=== DOCUMENT EXCERPT ===
┄┄┄┄┄┄

When one thinks of great multi-generation families in sports-entertainment, several come to mind almost instantly. From the Harts in Canada to the Guerreros and Von Erichs in the southwestern United States to the Samoan Anoa’i dynasty, there seems to be one from every region.
However, there is another clan – closely related to the Anoa’is – that doesn’t often get its due: The Maivia/Johnson family. While the third-generation member of that family – The Rock – may be the most well-known, it all started with his grandfather, the legendary High Chief Peter Maivia.
Maivia, born in Samoa in the 1930s, was a “blood brother” of the Anoa’i family. In the early 1960s, he moved to New Zealand to begin his in-ring career, training under South Pacific legend Steve Rickard. The High Chief quickly took to his profession, winning numerous championships in the South Pacific and Hawaii before finally coming to the United States in 1970.
The High Chief dominated the west coast in the 1970s, winning multiple championships in both Los Angeles and San Francisco. At different times, he held versions of the NWA Tag Team Championship with such greats as Pat Patterson, former World Tag Team Champion Billy White Wolf and Ray “The Crippler” Stevens. During his time in California, he also formed a close mentor-student relationship with “Superstar” Billy Graham.
During the final years of his career in WWE, Maivia battled former friend Graham for the WWE Championship while also forming a successful tandem with Bob Backlund. When Backlund won the WWE Title from Graham, however, Maivia shocked our fans by turning on his friend and becoming one of the most hated men in the industry. Led by “Classy” Freddie Blassie, The High Chief challenged Backlund on numerous occasions, but never walked away with the gold. He also still sporadically competed in Hawaii and California as well, beginning a bitter rivalry with another former protégé, Victor Rivera.
Maivia was also active outside the ring. He helped train numerous future Superstars, such as Graham, Wild Samoan Afa and Rocky Johnson – who later married Maivia’s daughter, despite the High Chief’s objections – and took over the reigns of the NWA’s Hawaiian operations in 1980. He also played a vile henchman in the 1967 James Bond film You Only Live Twice, perhaps foreshadowing a silver screen legacy that would be carried on by The Rock 35 years later.
Sadly, Maivia was diagnosed with cancer in 1981, and tragically passed away in June 1982 at the age of 45. The original ring name of his grandson, Rocky Maivia, was chosen partially in tribute to the High Chief, and on March 29, both Maivia and his trailblazing son-in-law will be inducted into the WWE Hall of Fame.

┄┄┄┄┄┄

(Image-grounded pointing data)
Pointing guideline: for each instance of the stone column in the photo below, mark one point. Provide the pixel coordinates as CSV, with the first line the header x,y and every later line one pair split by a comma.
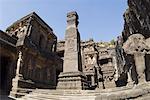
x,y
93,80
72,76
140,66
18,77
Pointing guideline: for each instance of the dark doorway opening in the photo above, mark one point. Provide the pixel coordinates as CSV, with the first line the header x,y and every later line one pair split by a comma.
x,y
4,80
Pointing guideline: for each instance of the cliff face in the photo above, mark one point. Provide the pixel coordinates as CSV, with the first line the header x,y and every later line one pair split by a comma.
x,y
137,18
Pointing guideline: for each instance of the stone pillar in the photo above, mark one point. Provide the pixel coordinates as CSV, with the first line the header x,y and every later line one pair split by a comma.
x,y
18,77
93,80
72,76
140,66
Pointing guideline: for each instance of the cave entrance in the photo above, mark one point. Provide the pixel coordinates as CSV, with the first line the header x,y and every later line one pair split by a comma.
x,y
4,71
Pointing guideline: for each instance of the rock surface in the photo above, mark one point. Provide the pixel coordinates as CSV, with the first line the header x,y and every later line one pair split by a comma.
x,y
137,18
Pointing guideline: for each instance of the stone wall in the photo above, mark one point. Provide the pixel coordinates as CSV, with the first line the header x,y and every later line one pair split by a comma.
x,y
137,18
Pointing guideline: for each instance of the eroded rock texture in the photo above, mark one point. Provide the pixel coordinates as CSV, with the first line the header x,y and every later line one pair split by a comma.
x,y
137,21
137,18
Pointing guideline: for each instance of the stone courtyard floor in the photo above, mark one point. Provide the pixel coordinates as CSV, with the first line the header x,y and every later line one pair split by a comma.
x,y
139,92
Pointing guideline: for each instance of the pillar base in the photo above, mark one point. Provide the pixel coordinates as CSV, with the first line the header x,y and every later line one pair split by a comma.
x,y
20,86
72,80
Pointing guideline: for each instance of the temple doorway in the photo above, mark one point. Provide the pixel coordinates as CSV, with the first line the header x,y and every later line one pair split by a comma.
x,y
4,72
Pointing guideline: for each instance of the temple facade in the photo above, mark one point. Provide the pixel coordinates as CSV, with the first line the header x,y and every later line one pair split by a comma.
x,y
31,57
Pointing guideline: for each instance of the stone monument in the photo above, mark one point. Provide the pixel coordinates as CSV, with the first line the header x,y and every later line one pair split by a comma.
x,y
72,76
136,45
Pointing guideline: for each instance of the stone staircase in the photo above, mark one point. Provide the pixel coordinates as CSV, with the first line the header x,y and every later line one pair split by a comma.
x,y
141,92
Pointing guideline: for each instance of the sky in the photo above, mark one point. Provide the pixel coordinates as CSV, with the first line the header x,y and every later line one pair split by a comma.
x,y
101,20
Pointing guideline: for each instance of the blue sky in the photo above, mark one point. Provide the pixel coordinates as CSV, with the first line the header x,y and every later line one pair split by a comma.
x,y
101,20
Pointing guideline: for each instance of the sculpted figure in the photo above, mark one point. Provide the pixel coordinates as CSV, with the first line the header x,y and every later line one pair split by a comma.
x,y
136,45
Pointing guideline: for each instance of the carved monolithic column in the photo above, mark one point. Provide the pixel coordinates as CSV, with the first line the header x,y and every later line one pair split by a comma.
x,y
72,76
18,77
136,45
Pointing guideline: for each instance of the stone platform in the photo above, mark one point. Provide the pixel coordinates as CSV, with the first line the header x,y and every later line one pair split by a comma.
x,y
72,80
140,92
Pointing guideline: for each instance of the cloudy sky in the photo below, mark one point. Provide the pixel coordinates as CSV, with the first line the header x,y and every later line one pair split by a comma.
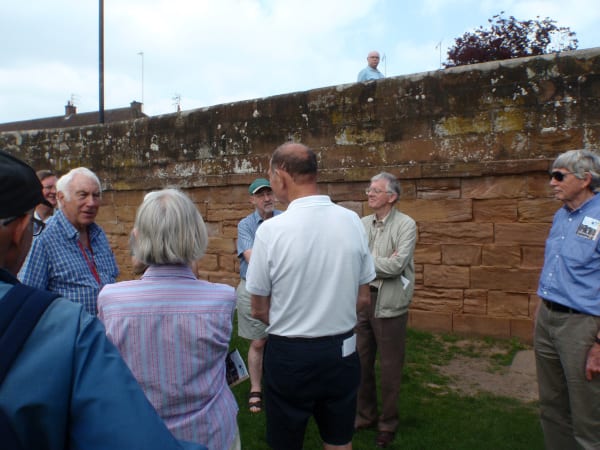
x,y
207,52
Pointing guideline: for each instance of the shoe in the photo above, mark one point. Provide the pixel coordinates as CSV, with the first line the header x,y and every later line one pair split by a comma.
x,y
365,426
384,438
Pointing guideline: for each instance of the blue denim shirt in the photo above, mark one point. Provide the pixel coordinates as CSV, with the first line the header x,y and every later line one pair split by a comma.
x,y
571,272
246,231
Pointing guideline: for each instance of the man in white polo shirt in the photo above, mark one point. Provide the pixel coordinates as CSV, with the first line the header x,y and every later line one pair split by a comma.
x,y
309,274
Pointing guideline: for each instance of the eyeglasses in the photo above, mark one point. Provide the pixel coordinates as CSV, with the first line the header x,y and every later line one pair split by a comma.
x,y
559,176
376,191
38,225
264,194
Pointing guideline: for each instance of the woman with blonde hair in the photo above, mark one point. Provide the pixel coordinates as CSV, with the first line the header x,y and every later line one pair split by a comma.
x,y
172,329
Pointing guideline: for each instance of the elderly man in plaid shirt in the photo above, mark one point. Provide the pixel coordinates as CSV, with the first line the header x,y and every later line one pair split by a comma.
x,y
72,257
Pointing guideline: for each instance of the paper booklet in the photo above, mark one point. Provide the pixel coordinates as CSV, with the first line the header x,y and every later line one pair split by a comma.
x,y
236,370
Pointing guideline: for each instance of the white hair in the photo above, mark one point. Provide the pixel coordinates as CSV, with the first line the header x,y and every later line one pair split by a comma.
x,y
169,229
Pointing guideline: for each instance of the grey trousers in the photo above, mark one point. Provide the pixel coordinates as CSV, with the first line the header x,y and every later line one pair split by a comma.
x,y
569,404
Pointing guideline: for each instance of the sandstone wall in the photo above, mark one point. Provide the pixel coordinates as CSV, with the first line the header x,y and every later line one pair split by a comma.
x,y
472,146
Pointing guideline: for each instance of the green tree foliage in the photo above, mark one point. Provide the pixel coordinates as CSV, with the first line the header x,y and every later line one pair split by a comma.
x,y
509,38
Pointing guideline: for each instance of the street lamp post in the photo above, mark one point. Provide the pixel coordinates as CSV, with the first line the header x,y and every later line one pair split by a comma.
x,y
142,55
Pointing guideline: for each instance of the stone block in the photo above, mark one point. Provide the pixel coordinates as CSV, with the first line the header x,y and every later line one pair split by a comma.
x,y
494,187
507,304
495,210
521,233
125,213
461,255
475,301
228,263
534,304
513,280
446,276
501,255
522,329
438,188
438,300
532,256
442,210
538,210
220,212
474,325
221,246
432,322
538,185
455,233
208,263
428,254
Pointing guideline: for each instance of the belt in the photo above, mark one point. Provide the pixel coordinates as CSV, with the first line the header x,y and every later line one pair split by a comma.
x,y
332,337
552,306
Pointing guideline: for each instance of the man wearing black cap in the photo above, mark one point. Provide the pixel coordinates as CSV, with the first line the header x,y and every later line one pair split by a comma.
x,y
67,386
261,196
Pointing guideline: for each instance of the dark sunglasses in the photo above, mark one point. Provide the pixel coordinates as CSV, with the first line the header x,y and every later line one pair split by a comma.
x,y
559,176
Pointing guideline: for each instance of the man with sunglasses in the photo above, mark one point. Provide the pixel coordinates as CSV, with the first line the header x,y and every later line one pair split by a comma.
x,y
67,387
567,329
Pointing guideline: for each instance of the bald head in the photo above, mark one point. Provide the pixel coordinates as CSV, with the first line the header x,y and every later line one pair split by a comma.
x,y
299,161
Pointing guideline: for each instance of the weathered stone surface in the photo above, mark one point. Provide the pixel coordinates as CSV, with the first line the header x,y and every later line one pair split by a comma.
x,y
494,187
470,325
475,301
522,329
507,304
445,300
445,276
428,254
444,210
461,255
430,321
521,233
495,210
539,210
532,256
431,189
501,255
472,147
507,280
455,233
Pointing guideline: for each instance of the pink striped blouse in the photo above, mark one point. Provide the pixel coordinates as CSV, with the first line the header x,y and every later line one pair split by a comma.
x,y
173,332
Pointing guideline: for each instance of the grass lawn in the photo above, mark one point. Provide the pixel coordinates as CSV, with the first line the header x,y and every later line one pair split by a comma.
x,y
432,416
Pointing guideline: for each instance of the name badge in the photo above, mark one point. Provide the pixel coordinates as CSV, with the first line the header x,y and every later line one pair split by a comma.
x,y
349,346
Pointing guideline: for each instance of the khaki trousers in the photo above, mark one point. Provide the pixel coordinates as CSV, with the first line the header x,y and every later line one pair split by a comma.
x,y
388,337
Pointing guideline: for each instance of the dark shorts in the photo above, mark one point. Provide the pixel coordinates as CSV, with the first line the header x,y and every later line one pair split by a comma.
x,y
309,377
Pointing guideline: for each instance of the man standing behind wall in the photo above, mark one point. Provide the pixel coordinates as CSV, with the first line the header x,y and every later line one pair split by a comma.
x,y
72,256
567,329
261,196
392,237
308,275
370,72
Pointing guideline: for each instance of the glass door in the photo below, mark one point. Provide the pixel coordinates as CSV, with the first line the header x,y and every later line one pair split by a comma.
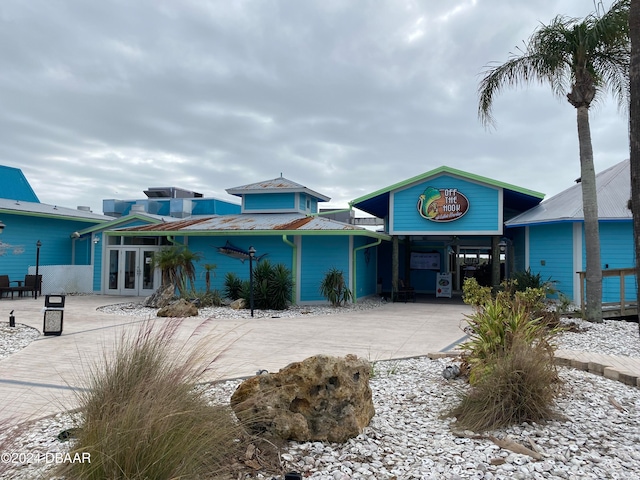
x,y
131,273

┄┄┄┄┄┄

=== REQUIRED WORK ===
A. Summarize the Peter Maivia profile in two sentences.
B. Restate word for word the stretch of the Peter Maivia profile from "When one thinks" through "Chief Peter Maivia.".

=== EXPECTED RESULTS ===
A. High Chief Peter Maivia, born in Samoa in the 1930s and grandfather of The Rock, began wrestling in New Zealand in the early 1960s and won numerous championships in the South Pacific, Hawaii, Los Angeles and San Francisco. In WWE he battled Billy Graham and repeatedly challenged Bob Backlund for the WWE Championship, and outside the ring he trained future Superstars, ran the NWA's Hawaiian operations and appeared in the James Bond film You Only Live Twice before dying of cancer in June 1982 at 45; he will be inducted into the WWE Hall of Fame.

B.
When one thinks of great multi-generation families in sports-entertainment, several come to mind almost instantly. From the Harts in Canada to the Guerreros and Von Erichs in the southwestern United States to the Samoan Anoa’i dynasty, there seems to be one from every region.
However, there is another clan – closely related to the Anoa’is – that doesn’t often get its due: The Maivia/Johnson family. While the third-generation member of that family – The Rock – may be the most well-known, it all started with his grandfather, the legendary High Chief Peter Maivia.